▶ _課題の指示_:
1) 石井式漢字教育についての本文によると、石井氏が1年生に教える漢字を増やそうと考えたのはなぜか。本文に書かれている理由を1～3文で説明せよ。
2) 石井式漢字教育についての本文を、最後の文の後から書き継げ。

━━ ページ本文

きっかけは偶然だった。小学校教師の石井勲氏が炬燵に入って「国語教育論」という本を読んでいた。そこに2歳の長男がよちよち歩いてきて、石井氏の膝の上に上がり込んできたので、氏は炬燵の上に本を伏せて置いた。

その時、この2歳の幼児が「国語教育論」の「という漢字を指してきょうと言ったのである。びっくりして、どうしてこんな難しい字が読めたんだろう、と考えていると、今度は隣の「の漢字を指していくと言った

石井氏が驚いて、奥さんに「この字を教えたのか?」と尋ねると、教えた覚えはないという。教えてもいないものが読めるわけはない、と思っていると、奥さんが「アッ! そう言えば一度だけ読んでやったことがある」と思い出した。奥さんは音楽の教師をしており、「教育音楽」という雑誌を定期購読していた。ある時、息子が雑誌のタイトルを指で押さえて、「これなあに?と聞くので一度だけ読んでやったような記憶がある、というのである。

そんなこともあるのか、と半信半疑ながら、ひょっとしたら、幼児にとって漢字はやさしいのかもしれない、と石井氏は思いついた。ひらがなは易しく漢字は難しい、幼児に教えるものではない、と思いこんでいたが、実はそうではないのかもしれな い。これが石井式漢字教育の始まりだった。

漢字学習で幼稚園児の知能が伸びた!

それから石井氏は昭和28年から15年にもわたって、小学校で漢字教育を実践してみた。当初は学年が上がるにつれて、子どもの学習能力が高まると信じ込んでいたが、実際に漢字を教えてみると、学年が下がるほど漢字を覚える能力が高いことが分かった。

そこで今度は1年生に教える漢字を増やしてみようと思った。当時の1年生の漢字の習得目標は30字ほどだったが、これを300字ほどに増やしてみると、子供たちは喜んでいくらでも吸収してしまう。それが500字になり、とうとう700字と、小学校6年間で覚える漢字の8割かたを覚えてしまった

ひっとしたら就学前の幼児は、もっと漢字を覚える力があるのかもしれない。そう思って昭和43年からは3年間かけて、幼稚園児に漢字を教えてみた。すると幼児の漢字学習能力はさらに高いということが分かってきた。同時に漢字学習を始めてからは幼児の知能指数が100から110になり、120になり、ついには130までになった。漢字には幼児の能力や知能を大きく伸ばす秘密の力があるのではないか、と石井氏は考えるようになった。

複雑でも覚えやすい漢字

どんな子どもでも3歳ぐらいで急速に母国語を身につけ、幼稚園では先生の話を理解し、自分の考えを伝えることができる。この時期に言葉と同時に漢字を学べば、海綿が水を吸収するように漢字を習得していく、というのが石井氏の発見だった。漢字は難しいから上級生にならなければ覚えられない、というのは、何の根拠もない迷信だったわけである。

━━━━
━━ データ抜粋

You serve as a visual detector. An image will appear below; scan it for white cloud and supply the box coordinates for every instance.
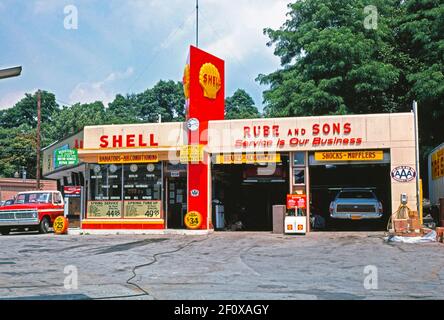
[69,67,134,106]
[202,0,288,61]
[114,0,289,61]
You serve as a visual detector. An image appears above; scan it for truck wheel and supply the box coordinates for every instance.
[39,217,51,233]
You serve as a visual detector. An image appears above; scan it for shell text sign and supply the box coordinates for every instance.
[199,63,222,99]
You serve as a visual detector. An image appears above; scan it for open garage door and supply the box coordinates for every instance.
[212,154,289,231]
[309,150,392,231]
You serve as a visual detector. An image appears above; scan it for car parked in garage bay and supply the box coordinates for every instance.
[330,188,383,220]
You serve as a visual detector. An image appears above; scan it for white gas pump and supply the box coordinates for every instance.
[284,211,307,234]
[284,194,307,234]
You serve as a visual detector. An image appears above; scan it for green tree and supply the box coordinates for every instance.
[225,89,260,119]
[0,91,59,128]
[398,0,444,160]
[0,124,36,178]
[137,80,185,122]
[106,94,143,124]
[258,0,410,116]
[42,101,109,144]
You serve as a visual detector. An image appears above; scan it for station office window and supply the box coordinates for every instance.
[90,164,122,201]
[87,163,163,219]
[123,163,162,200]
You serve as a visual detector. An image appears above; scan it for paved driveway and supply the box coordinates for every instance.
[0,232,444,300]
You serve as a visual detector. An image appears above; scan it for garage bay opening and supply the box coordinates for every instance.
[212,153,289,231]
[309,150,392,231]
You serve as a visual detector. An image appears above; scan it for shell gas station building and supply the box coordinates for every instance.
[43,46,418,231]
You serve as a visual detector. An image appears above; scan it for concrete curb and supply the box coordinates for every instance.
[68,229,214,236]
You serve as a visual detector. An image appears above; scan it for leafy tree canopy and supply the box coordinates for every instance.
[225,89,260,119]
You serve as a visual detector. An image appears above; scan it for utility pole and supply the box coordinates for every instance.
[196,0,199,48]
[35,90,41,190]
[413,101,422,222]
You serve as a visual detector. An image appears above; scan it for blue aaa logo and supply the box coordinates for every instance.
[392,166,416,182]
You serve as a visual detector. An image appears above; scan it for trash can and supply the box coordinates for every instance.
[273,205,287,234]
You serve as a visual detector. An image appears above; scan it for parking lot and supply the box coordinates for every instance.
[0,232,444,300]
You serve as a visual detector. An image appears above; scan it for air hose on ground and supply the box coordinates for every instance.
[93,236,209,300]
[387,204,412,231]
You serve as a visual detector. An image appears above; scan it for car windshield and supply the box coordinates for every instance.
[338,191,375,199]
[14,192,52,204]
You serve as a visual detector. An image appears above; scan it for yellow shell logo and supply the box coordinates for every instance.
[182,64,190,99]
[199,63,222,99]
[184,211,202,230]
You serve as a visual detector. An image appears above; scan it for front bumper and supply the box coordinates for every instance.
[0,210,40,228]
[330,212,383,220]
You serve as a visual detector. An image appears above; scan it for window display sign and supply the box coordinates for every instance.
[315,150,384,161]
[432,149,444,180]
[97,154,159,164]
[216,153,281,164]
[287,194,307,209]
[123,201,162,219]
[88,201,122,219]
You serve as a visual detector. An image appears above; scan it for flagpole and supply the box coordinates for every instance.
[196,0,199,48]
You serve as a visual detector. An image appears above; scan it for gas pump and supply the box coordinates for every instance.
[284,194,307,234]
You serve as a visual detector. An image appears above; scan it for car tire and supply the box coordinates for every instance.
[39,217,51,234]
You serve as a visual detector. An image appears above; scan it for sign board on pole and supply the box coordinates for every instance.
[55,149,79,168]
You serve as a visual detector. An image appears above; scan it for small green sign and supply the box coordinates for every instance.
[54,149,79,168]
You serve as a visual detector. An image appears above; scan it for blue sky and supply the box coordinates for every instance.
[0,0,289,109]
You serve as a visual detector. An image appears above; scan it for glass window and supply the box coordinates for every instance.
[293,152,305,166]
[90,164,122,201]
[123,163,162,200]
[293,169,305,184]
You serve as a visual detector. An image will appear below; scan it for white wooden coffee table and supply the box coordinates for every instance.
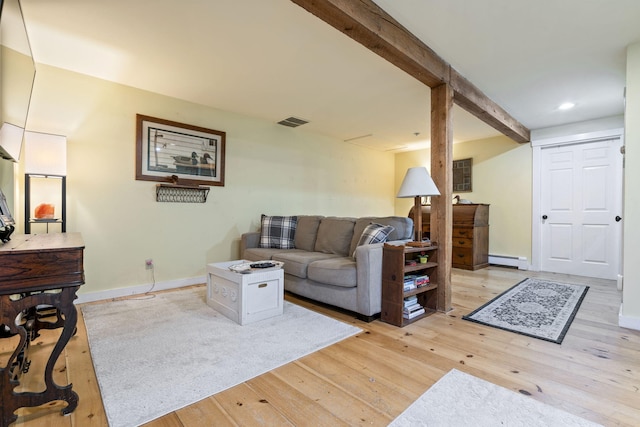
[207,260,284,325]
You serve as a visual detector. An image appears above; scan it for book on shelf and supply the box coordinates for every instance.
[402,308,425,320]
[402,302,423,313]
[404,295,418,307]
[413,274,429,288]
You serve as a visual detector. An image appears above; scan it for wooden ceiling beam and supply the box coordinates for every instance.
[291,0,530,143]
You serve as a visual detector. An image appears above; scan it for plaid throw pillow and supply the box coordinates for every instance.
[353,223,394,258]
[260,215,298,249]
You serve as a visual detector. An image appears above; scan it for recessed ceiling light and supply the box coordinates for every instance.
[558,102,576,110]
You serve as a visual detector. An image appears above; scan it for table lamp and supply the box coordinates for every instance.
[396,167,440,247]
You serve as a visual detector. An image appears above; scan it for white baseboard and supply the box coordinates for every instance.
[618,304,640,331]
[75,276,207,304]
[489,255,529,270]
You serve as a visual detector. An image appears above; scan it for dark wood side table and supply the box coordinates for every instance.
[0,233,84,426]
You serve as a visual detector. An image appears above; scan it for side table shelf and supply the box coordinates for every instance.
[380,243,438,327]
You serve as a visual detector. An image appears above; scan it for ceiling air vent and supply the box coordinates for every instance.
[278,117,309,128]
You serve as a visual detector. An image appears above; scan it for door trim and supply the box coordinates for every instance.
[531,128,624,271]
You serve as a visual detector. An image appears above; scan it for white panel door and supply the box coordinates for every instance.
[540,139,622,279]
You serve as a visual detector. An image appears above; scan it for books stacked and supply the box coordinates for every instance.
[413,274,429,288]
[402,295,425,319]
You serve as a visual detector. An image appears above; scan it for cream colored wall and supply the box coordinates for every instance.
[395,136,532,262]
[20,65,394,293]
[622,43,640,320]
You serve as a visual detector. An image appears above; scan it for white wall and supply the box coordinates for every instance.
[620,43,640,329]
[19,64,394,294]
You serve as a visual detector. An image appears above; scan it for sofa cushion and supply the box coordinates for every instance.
[351,222,393,258]
[260,215,298,249]
[307,257,358,288]
[271,249,338,279]
[349,216,413,254]
[293,215,322,252]
[315,217,360,256]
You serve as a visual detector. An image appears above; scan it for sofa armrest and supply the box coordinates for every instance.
[356,240,408,316]
[240,231,260,258]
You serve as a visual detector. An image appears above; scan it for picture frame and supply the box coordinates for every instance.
[136,114,226,186]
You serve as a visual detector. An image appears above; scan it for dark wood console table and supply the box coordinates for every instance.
[0,233,84,426]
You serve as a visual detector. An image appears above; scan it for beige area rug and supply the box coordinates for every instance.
[82,287,361,427]
[390,369,602,427]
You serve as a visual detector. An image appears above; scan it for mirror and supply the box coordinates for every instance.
[0,0,36,222]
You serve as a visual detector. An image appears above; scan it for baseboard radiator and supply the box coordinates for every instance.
[489,254,529,270]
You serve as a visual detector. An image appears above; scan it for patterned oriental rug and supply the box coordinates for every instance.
[462,278,589,344]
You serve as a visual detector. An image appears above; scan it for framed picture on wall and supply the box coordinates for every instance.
[453,158,473,193]
[136,114,226,186]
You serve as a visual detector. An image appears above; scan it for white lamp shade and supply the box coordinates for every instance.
[397,167,440,198]
[24,131,67,176]
[0,123,24,162]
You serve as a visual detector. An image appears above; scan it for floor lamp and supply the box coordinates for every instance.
[397,167,440,247]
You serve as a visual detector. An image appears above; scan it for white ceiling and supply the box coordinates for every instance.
[22,0,640,151]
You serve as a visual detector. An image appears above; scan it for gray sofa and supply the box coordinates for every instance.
[240,215,413,321]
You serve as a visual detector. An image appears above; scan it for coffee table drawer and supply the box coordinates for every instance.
[244,280,283,319]
[207,261,284,325]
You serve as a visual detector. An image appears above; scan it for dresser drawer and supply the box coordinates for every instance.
[451,246,473,268]
[451,227,473,239]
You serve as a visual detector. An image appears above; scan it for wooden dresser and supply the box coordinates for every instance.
[409,204,489,270]
[0,233,84,427]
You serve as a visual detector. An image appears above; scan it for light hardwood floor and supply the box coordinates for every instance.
[5,267,640,427]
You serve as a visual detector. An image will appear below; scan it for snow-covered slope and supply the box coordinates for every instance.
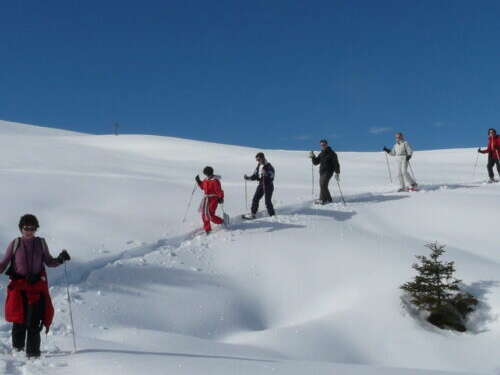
[0,122,500,375]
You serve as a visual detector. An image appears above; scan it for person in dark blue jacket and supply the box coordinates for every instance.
[309,139,340,204]
[244,152,275,219]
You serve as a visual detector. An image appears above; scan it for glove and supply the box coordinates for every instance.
[57,250,71,264]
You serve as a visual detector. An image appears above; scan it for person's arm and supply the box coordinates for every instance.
[0,241,14,273]
[389,145,396,156]
[332,151,340,174]
[215,180,224,201]
[405,142,413,156]
[194,175,203,190]
[311,153,321,165]
[248,166,259,181]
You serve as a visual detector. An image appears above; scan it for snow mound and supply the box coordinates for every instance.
[0,121,500,375]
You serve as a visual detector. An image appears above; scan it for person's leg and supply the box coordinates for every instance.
[401,158,416,186]
[201,198,212,233]
[486,155,495,180]
[398,156,406,189]
[12,323,26,350]
[319,173,333,203]
[26,297,44,357]
[208,198,224,224]
[264,184,276,216]
[26,326,41,357]
[252,184,264,215]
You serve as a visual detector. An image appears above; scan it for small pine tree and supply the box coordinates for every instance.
[401,242,478,331]
[401,242,461,311]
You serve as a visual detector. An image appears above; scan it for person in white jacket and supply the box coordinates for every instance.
[384,133,418,191]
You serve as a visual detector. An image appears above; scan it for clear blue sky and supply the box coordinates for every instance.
[0,0,500,150]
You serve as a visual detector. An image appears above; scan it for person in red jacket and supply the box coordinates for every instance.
[0,214,70,358]
[477,129,500,183]
[195,167,224,234]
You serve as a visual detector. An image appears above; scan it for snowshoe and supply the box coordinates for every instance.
[222,212,231,229]
[314,199,333,206]
[241,214,256,220]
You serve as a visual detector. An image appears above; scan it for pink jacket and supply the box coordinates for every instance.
[0,237,60,276]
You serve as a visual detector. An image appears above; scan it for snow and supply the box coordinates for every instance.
[0,121,500,375]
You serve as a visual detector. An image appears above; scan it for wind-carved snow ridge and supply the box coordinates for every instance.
[0,122,500,375]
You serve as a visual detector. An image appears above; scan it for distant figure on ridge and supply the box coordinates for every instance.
[309,139,340,205]
[0,214,71,358]
[243,152,276,220]
[195,167,224,234]
[477,129,500,184]
[384,133,418,192]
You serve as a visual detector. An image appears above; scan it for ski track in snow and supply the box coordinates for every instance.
[0,122,498,375]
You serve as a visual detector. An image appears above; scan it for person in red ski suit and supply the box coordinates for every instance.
[0,214,70,358]
[195,167,224,234]
[477,129,500,182]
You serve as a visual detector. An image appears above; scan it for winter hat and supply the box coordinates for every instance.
[19,214,40,230]
[203,167,214,177]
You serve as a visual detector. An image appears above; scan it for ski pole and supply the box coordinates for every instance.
[472,152,479,181]
[408,160,417,181]
[64,262,76,353]
[385,152,393,184]
[335,179,347,206]
[182,182,197,223]
[311,164,314,199]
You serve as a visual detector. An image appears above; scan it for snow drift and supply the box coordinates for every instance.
[0,122,500,375]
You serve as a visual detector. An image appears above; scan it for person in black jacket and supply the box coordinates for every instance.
[244,152,275,219]
[309,139,340,204]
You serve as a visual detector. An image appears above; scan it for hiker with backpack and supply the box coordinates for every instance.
[383,133,418,192]
[195,167,224,234]
[243,152,276,220]
[477,128,500,183]
[309,139,340,205]
[0,214,71,358]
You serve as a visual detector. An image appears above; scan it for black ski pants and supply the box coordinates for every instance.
[252,183,275,216]
[12,296,44,357]
[319,172,333,202]
[487,155,500,179]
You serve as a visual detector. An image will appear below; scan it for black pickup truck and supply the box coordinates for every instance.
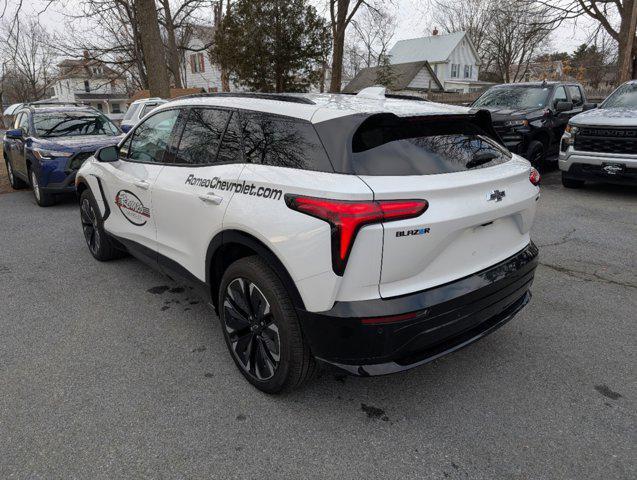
[471,82,596,166]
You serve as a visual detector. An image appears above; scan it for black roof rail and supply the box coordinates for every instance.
[385,93,431,102]
[173,92,316,105]
[340,92,431,103]
[22,101,90,107]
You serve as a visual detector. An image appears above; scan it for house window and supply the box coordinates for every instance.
[190,52,206,73]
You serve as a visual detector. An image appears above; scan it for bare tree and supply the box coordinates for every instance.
[482,2,554,82]
[159,0,214,88]
[518,0,637,82]
[133,0,170,98]
[352,7,396,67]
[212,0,231,92]
[328,0,376,93]
[0,19,55,102]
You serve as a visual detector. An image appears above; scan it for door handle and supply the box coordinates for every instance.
[133,180,150,190]
[199,192,223,205]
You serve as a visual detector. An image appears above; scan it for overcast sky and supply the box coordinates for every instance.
[24,0,593,53]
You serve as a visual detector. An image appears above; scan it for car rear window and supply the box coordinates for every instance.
[352,116,511,175]
[241,113,334,172]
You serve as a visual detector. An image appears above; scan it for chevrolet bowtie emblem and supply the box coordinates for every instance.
[487,190,506,202]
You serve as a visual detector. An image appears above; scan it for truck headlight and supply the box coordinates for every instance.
[504,120,529,127]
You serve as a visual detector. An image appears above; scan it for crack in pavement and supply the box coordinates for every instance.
[539,262,637,289]
[538,228,577,248]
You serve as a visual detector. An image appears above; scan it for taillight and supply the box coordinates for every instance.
[285,194,429,275]
[529,168,541,186]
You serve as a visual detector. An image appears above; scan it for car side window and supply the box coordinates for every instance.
[15,112,29,135]
[139,103,157,118]
[126,110,179,163]
[13,113,23,129]
[217,112,243,163]
[242,113,333,172]
[174,108,230,165]
[568,85,584,107]
[553,87,568,107]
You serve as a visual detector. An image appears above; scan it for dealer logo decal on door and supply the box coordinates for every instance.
[115,190,150,227]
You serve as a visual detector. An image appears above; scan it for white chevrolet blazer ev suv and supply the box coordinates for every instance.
[76,87,540,393]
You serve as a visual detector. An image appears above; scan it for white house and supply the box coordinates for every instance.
[51,51,128,118]
[389,30,484,92]
[183,25,221,92]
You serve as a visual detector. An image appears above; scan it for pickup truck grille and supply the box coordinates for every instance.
[575,127,637,155]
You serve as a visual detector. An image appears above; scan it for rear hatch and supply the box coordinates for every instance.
[352,115,538,298]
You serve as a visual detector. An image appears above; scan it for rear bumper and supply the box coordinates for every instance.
[299,243,538,376]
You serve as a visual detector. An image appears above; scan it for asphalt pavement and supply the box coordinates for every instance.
[0,172,637,480]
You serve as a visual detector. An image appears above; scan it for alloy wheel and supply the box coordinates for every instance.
[223,278,281,381]
[80,198,100,254]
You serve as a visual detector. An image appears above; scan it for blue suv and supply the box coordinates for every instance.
[2,103,123,207]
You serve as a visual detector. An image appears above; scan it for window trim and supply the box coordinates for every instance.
[548,85,571,109]
[117,107,183,165]
[163,105,240,168]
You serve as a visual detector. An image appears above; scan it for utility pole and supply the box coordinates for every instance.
[618,0,637,83]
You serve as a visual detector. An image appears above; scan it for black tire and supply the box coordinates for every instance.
[29,170,55,207]
[80,188,126,262]
[219,256,316,393]
[525,140,546,168]
[4,157,27,190]
[562,172,584,188]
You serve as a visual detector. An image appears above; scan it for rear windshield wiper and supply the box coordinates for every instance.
[467,152,498,169]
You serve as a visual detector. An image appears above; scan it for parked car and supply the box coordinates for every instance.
[76,88,539,393]
[120,97,167,133]
[559,80,637,188]
[471,82,595,166]
[2,103,122,207]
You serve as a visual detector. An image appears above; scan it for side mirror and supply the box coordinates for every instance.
[95,145,119,163]
[555,102,573,113]
[5,128,24,140]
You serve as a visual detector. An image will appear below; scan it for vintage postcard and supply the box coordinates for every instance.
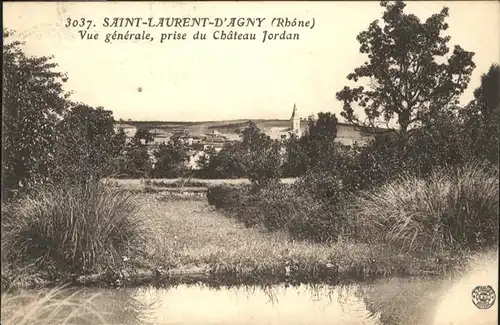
[0,1,500,325]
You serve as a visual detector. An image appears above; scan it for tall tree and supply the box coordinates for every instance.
[53,103,118,183]
[336,1,475,142]
[2,29,69,190]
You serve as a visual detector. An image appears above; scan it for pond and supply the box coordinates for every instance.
[2,253,498,325]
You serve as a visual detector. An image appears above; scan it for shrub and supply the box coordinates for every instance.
[207,184,343,242]
[350,165,499,251]
[2,183,155,273]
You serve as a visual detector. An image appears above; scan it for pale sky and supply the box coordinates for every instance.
[3,1,500,121]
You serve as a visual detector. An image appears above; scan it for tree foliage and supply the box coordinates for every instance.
[51,103,123,183]
[240,122,281,186]
[284,112,339,176]
[2,29,68,190]
[336,1,475,140]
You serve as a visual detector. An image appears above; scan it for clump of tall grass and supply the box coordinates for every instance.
[350,165,499,251]
[2,182,156,273]
[1,287,107,325]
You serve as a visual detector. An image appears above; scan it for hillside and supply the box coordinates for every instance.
[117,119,298,135]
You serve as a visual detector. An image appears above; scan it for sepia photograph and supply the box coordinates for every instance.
[0,0,500,325]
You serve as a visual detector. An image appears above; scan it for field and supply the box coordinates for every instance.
[3,190,470,288]
[105,178,295,189]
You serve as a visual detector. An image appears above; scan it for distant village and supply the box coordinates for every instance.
[115,105,376,169]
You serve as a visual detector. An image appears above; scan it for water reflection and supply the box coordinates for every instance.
[134,285,378,324]
[2,256,498,325]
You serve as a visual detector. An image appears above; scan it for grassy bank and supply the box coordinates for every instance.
[2,185,474,288]
[207,165,499,252]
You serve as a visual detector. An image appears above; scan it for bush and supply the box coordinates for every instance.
[350,165,499,251]
[2,183,154,273]
[207,184,343,242]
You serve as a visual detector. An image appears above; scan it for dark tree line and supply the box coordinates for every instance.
[2,1,500,197]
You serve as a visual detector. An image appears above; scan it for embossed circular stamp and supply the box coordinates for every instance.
[472,285,496,309]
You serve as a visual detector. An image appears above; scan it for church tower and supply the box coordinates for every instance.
[290,104,300,137]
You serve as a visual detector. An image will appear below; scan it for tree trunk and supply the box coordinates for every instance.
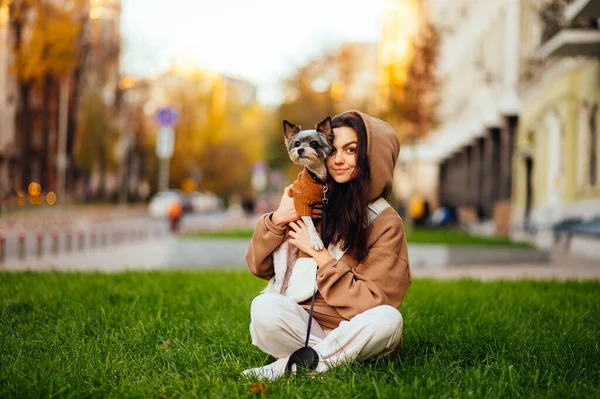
[19,82,31,190]
[40,73,52,191]
[404,139,417,236]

━━━━

▶ _課題別の解答_:
1) 石井氏は当初、学年が上がるほど子どもの学習能力が高まると信じていた。しかし実際に小学校で漢字を教えてみると、学年が下がるほど漢字を覚える能力が高いことが分かった。そのため、1年生に教える漢字を増やしてみようと考えた。

2)
同時に簡単なものほど覚えやすい、というのも、誤った思いこみであることが判明した。複雑でも覚える手がかりがある方が覚えやすい。たとえば「耳」は実際の耳の形を表したもので、そうと知れば、簡単に覚えられる。「みみ」とひらがなで書くと画数は少ないが、何のてがかりもないのでかえって覚えにくい。

石井氏はカルタ大の漢字カードで教える方法を考案した。「机」「椅子」「冷蔵庫」「花瓶」などと漢字でカードに書いて、実物に貼っておく。すると幼児は必ず「これ、なあに?」と聞いてくる。そこではじめて読み方を教える。ポイントは、遊び感覚で幼児の興味を引き出す形で行うこと、そして読み方のみを教え書かせないことである。漢字をまず意味と音を持つ記号として一緒に覚えさせるのである。

抽象化・概念化する能力を伸ばす

動物や自然など、漢字カードを貼れないものは、絵本を使う。幼児絵本のかな書きの上に、漢字を書いた紙を貼ってしまう。そして「鳩」「鴉」「鶏」など、なるべく具体的なものから教えていく。すると、これらの字には「鳥」という共通部分があることに気づく。幼児は「羽があって、嘴(くちばし)があって、足が2本ある」のが、「鳥」なのだな、と理解する。ここで始めて「鳥」という「概念」が理解できる。

これが分かると「鶯」や「鷲」など、知らない漢字を見ても、「鳥」の仲間だな、と推理できるようになる。こうして物事を概念化・抽象化する能力が養われる

またたとえば「右」、「左」など、抽象的な漢字は「ナ」が「手」、「口」は「くち」、「工」は「物差し」と教えてやれば、食べ物を口に入れる方の手が「右」、物差しを持つ方の手が「左」とすぐ覚えられる。そう言えば、筆者は小学校低学年の時、右と左の字がそっくりなので、どっちがどっちだか、なかなか覚えられなかった記憶があるが、こう教わっていたら瞬時に習得できていただろう。